- _What needs to be done_
Print the passage from the warfarin and cotrimoxazole text exactly as it appears, from "- In patients" up to and including "the same condition.".

- _Provided text_
Common blood thinner can be dangerous when combined with certain antibiotic
New research performed at the Institute for Clinical Evaluative Sciences (ICES) has found that the blood thinning drug warfarin (commercially called Coumadin and other brand names) can be dangerous when combined with cotrimoxazole, a popular antibiotic, most often used to treat urinary tract infection (UTI).
“Some antibiotics interfere with how the body inactivates warfarin, and can increase the risk of hemorrhage in patients,” says principal investigator and ICES researcher Hadas Fischer. “Our findings confirm what we suspected – patients taking warfarin should avoid using cotrimoxazole when possible. In rare instances, where the two drugs must be used together, patients should be monitored very closely. Patients taking warfarin should always check with their doctor or pharmacist before taking another drug, even Tylenol, because of the many drug interactions that can occur,” adds Fischer.
Urinary tract infection (UTI) is a very common infection among the elderly and is often treated with antibiotics that have significant potential for interaction with warfarin.
The 10-year-study of 134,637 older Ontarians receiving warfarin found:
- About 34 per cent (45,972) of patients were prescribed at least one prescription for antibiotics used to treat UTI.
- Seven per cent of patients received at least one prescription for cotrimoxazole.
- More than 2,000 patients treated with warfarin were hospitalized with bleeding from the stomach and duodenum.
- In patients taking warfarin, use of cotrimoxazole (brand name Septra, Bactrim and others) was associated with an almost 4-fold increase in the risk of upper gastrointestinal (UGI) hemorrhage compared to no antibiotic use. This risk was considerably higher than that with other antibiotics used for the same condition.
“This is a completely avoidable problem. Whenever possible, clinicians should prescribe alternative antibiotics to cotrimoxazole in patients receiving warfarin,” says David Juurlink, co-author and scientist at ICES.

- _Data records_
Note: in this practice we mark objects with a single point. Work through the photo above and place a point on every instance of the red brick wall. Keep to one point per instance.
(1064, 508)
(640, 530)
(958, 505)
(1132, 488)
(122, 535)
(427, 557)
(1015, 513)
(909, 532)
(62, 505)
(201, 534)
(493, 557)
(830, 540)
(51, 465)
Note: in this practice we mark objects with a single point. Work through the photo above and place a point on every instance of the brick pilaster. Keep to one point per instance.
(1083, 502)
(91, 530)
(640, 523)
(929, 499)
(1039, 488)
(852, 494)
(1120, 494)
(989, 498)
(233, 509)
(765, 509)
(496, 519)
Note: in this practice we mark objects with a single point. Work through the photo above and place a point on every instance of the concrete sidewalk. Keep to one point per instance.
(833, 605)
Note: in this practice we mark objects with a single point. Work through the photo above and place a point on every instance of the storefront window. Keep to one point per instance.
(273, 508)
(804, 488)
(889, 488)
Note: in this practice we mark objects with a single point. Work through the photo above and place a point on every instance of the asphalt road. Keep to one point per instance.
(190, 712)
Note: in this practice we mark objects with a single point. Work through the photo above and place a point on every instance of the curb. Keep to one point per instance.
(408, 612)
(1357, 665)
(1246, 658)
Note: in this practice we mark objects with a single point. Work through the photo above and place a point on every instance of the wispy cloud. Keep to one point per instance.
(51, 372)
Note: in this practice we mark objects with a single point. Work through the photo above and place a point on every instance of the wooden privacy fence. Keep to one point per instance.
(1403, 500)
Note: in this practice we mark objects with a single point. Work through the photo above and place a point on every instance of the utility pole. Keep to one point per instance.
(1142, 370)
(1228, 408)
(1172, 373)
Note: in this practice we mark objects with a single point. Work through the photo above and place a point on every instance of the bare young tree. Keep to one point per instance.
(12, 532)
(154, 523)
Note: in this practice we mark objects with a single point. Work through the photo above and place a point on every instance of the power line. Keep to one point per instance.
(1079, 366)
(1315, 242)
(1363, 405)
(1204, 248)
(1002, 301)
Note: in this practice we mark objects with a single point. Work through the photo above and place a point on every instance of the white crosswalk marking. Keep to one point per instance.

- _Solution_
- In patients taking warfarin, use of cotrimoxazole (brand name Septra, Bactrim and others) was associated with an almost 4-fold increase in the risk of upper gastrointestinal (UGI) hemorrhage compared to no antibiotic use. This risk was considerably higher than that with other antibiotics used for the same condition.